» **Complete the following**
1. List every figure that the article on the crocs IPO filing expresses as a percentage.
2. Reproduce the passage of the article on the crocs IPO filing from "Since the passage" up to and including "Initial Public Offering.".

» **Extracted text**
• • • • • • •

Since the passage of Sarbanes-Oxley, conventional wisdom holds that a company needs to produce annual revenues in excess of $200 million to offset the cost of being a public company. Since the burst of the Internet bubble in the late 90s, it has been widely accepted that a company needs to produce profits for more than a year before pursuing an IPO. It appears that crocs footwear will break with that conventional thought in their pursuit of an Initial Public Offering.
In an S-1 filing with the SEC on Monday, crocs, inc. indicated that it will enter the public market with about $36 million in revenues in the first six months of the year. Coupled with a backlog of $20.8 million at the end of the second quarter, and the heavy first half focus for the crocs brand, revenues for the year would have a hard time getting to the $200 million milestone. Preliminary unaudited results for the second quarter indicated sales of approximately $25 million, or approximately 1.5 million pairs of crocs footwear.
For the first quarter ended March 31, crocs saw net sales jump more than ten-fold to $11.0 million from just $1.0 million in the year-ago period. Gross margins surged nearly 34 full points to 62.4% of sales from 28.7% of sales in Q1 2004. The company cut SG&A expenses as a percentage of sales to 37.4% versus 131% of sales in the prior-year period. The result was $2.4 million in net income in Q1 2005 versus a net loss of $1.0 million in the same period last year.
The company has not indicated the number of shares to be offered or an offering price, but the S-1 suggests a total target of more than $145 million to be raised in calculating the registration fee.

• • • • • • •

» **Supplied data**
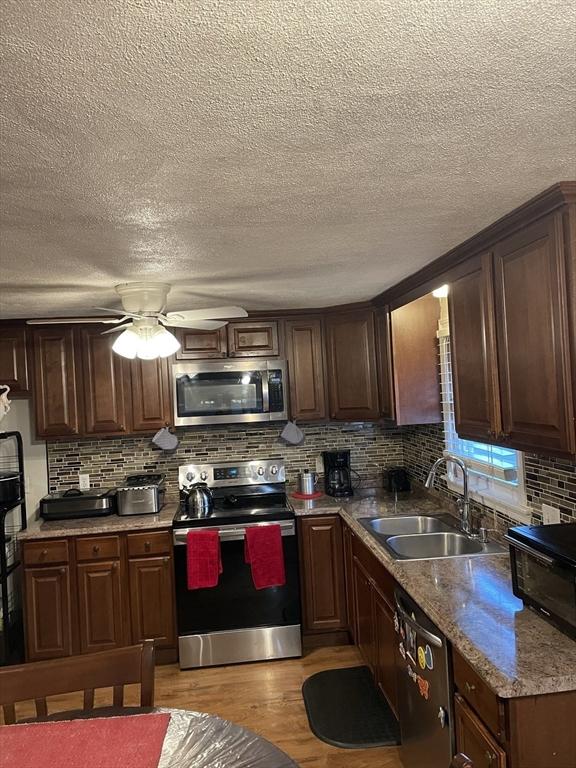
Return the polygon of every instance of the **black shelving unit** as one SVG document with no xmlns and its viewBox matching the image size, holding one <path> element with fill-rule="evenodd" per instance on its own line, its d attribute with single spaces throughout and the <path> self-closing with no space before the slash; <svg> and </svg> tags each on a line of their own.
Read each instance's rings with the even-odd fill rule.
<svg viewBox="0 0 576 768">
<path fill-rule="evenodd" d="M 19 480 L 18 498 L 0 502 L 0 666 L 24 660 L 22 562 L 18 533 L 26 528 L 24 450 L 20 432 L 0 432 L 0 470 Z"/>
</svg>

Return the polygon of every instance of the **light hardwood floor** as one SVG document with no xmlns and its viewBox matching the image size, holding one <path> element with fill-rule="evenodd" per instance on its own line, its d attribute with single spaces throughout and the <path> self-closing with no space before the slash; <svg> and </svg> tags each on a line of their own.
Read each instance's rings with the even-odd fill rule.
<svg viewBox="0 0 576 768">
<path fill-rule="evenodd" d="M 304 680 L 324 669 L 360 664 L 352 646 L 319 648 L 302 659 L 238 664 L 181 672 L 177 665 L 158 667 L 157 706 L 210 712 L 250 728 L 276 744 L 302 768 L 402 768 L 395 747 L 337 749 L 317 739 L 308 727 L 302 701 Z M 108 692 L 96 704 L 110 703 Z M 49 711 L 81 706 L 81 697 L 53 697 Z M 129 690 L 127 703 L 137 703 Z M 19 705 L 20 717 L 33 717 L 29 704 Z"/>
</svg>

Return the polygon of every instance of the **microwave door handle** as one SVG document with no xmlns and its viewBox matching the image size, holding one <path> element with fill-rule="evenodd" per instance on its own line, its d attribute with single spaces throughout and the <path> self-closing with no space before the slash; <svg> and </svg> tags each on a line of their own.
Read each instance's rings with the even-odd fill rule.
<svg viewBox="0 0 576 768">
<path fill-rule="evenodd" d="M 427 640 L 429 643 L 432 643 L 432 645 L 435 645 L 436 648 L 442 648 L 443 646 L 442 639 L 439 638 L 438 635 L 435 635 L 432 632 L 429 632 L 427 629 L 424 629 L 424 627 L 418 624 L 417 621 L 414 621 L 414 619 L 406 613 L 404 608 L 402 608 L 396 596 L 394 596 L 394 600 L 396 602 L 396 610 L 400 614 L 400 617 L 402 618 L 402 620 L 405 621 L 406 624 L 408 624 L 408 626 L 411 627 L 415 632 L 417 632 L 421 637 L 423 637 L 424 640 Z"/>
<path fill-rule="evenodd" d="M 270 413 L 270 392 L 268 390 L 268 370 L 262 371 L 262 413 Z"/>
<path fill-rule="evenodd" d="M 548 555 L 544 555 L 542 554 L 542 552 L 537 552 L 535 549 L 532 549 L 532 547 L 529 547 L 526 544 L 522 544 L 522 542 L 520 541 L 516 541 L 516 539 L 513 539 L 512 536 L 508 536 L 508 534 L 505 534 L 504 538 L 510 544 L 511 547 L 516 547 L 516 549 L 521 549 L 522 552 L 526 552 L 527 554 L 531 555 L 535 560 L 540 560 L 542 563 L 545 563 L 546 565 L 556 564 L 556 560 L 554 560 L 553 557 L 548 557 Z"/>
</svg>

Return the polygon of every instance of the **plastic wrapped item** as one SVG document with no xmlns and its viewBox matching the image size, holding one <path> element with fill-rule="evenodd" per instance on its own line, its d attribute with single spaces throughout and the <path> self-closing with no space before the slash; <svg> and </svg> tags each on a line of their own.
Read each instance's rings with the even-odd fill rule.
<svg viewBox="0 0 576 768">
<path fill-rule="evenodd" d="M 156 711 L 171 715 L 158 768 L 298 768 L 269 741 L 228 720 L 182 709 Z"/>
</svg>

• • • • • • •

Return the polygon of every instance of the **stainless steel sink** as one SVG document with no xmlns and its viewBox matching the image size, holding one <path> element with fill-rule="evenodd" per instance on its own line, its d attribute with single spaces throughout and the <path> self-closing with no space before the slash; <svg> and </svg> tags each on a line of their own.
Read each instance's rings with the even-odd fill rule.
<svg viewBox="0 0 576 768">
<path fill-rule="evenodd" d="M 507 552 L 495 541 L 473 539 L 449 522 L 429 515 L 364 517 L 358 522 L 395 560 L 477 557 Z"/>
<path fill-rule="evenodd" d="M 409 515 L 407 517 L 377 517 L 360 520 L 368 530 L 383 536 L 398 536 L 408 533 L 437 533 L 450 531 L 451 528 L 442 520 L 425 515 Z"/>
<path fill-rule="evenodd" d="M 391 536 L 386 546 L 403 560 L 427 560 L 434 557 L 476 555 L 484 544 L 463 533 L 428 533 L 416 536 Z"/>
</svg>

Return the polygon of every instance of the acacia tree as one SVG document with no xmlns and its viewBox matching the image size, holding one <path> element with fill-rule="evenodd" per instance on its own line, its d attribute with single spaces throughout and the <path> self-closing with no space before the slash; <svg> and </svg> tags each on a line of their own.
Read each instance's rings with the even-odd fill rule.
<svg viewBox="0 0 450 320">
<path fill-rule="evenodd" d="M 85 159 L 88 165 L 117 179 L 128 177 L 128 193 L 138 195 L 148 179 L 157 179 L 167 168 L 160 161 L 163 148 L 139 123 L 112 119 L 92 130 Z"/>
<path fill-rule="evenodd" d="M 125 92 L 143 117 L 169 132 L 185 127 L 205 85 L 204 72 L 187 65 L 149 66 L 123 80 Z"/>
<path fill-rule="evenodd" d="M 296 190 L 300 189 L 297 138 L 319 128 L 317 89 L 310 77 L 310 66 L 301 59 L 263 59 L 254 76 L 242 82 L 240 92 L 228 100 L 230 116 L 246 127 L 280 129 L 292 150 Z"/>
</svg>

• • • • • • •

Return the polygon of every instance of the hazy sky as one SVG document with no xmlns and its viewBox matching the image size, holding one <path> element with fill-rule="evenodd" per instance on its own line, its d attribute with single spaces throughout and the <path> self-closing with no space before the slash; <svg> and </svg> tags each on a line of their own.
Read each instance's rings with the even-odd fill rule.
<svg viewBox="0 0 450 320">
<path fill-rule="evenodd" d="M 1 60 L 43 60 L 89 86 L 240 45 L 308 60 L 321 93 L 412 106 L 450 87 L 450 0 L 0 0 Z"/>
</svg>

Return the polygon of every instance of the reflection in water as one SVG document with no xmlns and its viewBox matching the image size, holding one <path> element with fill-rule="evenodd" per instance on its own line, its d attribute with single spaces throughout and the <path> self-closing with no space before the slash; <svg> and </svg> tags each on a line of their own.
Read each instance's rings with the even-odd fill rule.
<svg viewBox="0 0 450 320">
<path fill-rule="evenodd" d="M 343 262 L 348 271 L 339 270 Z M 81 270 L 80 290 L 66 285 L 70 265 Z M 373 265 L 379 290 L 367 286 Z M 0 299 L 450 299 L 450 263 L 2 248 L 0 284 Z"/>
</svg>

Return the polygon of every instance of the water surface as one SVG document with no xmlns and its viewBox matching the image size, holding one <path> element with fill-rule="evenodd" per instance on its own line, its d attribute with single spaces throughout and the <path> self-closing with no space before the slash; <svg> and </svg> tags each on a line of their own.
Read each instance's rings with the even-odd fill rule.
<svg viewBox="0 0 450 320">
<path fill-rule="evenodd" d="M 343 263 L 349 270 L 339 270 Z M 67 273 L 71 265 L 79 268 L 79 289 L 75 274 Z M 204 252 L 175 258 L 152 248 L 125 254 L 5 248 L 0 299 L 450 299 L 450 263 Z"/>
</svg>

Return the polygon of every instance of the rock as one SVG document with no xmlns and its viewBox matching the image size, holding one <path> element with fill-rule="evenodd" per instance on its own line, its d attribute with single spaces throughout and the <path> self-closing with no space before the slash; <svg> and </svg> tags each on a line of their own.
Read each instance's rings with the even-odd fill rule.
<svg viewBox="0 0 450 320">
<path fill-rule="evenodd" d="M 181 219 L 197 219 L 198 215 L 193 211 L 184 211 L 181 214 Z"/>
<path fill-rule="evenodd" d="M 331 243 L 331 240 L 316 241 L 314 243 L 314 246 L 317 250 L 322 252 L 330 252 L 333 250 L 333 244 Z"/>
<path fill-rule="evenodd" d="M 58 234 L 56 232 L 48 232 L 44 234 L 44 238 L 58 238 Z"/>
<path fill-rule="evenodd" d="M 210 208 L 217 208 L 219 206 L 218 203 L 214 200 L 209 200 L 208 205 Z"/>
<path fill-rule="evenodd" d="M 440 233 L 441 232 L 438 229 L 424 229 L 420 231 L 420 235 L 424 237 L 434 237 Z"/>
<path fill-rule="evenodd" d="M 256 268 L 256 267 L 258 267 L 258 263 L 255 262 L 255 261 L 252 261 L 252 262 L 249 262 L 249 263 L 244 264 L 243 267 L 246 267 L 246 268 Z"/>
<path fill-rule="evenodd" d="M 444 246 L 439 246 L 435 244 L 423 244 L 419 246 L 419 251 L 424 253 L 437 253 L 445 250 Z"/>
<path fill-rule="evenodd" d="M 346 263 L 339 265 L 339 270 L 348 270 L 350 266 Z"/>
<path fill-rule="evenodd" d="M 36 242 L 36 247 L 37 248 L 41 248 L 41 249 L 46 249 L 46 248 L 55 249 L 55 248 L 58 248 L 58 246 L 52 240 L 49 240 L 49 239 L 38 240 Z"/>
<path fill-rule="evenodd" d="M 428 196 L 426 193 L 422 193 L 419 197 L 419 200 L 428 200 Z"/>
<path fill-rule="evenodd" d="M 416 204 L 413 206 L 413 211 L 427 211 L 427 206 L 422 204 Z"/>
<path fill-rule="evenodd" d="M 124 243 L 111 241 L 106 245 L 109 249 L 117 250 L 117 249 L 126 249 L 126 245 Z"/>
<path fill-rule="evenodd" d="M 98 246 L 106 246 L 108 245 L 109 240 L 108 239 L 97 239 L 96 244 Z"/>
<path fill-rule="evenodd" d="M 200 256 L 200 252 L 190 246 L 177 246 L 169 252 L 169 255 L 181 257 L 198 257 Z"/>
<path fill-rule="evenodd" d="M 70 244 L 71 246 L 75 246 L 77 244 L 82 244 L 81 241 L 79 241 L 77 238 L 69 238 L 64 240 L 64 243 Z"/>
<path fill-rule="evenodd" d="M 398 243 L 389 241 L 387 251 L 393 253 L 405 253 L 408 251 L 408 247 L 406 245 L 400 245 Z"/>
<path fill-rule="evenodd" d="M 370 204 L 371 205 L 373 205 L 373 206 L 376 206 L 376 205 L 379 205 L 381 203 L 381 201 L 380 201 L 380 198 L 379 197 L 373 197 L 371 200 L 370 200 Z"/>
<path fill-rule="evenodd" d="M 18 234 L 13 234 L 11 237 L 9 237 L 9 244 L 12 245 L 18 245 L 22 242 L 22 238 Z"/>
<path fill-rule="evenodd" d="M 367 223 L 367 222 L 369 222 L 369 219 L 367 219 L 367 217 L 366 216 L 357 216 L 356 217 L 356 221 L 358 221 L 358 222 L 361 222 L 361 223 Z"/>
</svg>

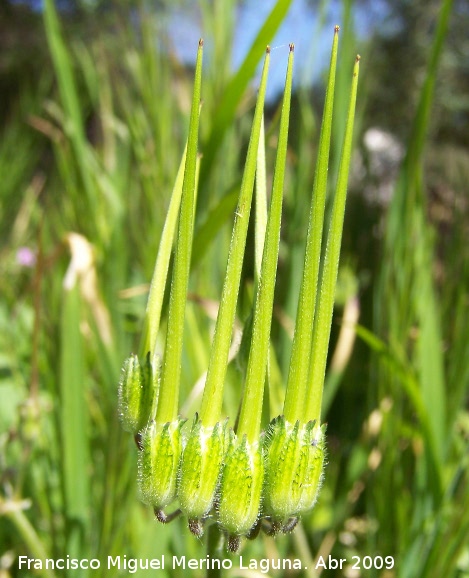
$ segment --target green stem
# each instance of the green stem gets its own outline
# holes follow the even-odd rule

• • • • • • •

» **Results for each task**
1.
62.4%
28.7%
37.4%
131%

2.
Since the passage of Sarbanes-Oxley, conventional wisdom holds that a company needs to produce annual revenues in excess of $200 million to offset the cost of being a public company. Since the burst of the Internet bubble in the late 90s, it has been widely accepted that a company needs to produce profits for more than a year before pursuing an IPO. It appears that crocs footwear will break with that conventional thought in their pursuit of an Initial Public Offering.